— BEGIN —

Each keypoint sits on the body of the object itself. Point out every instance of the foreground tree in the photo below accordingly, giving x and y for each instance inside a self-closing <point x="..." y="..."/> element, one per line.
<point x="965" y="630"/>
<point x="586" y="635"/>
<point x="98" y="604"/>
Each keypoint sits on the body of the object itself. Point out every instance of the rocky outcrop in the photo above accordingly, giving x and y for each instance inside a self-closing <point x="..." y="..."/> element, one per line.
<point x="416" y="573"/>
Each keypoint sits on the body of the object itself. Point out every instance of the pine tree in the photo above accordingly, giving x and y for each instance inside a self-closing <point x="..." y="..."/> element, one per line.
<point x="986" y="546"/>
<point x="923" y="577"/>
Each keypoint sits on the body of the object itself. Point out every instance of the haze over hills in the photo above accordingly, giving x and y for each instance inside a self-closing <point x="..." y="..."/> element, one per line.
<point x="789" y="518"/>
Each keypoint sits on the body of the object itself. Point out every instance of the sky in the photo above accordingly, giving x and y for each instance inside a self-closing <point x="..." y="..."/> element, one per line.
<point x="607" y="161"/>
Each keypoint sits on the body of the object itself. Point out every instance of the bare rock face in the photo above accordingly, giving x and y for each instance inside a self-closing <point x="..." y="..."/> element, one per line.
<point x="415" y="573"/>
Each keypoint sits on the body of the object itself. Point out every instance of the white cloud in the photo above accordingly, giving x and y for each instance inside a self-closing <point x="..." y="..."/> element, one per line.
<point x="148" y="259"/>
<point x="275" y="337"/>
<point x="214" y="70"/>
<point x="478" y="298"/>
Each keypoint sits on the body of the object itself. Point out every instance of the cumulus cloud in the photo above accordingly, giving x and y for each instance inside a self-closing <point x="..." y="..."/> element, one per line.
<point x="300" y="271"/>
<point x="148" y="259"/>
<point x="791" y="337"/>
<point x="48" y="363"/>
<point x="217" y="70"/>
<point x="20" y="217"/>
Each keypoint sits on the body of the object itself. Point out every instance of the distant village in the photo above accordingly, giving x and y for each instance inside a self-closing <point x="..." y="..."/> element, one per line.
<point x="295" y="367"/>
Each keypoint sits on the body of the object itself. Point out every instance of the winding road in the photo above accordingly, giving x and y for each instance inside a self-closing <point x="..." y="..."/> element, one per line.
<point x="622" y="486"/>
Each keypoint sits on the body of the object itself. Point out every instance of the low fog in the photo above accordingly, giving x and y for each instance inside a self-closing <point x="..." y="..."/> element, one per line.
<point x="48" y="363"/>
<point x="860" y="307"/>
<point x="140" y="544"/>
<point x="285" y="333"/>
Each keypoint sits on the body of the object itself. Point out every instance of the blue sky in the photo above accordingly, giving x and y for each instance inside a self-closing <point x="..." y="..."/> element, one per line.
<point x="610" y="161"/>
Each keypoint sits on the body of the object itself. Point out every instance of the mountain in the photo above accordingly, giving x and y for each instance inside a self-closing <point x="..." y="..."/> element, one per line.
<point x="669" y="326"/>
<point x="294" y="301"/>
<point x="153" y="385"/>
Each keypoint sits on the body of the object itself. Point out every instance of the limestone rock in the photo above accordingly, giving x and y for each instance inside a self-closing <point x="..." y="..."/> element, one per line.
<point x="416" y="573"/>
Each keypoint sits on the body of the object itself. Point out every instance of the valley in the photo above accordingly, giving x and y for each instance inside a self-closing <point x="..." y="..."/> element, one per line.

— END —

What you have to do: Give the stretch from the line containing "of the limestone" through the end of the material again, swapping "keypoint" for "marker" and leaving everything else as it stands.

Full response:
Each marker sits on the body of the object itself. Point out every instance of the limestone rock in the photo above accordingly, giving x and y for each instance inside a self-closing <point x="..." y="..."/> element, one per line.
<point x="416" y="573"/>
Each marker sits on the body of the object itself. Point out every instance of the valley in the photo above accordingly, giving x and y for each instance inside a self-closing <point x="..." y="..."/> element, one per line.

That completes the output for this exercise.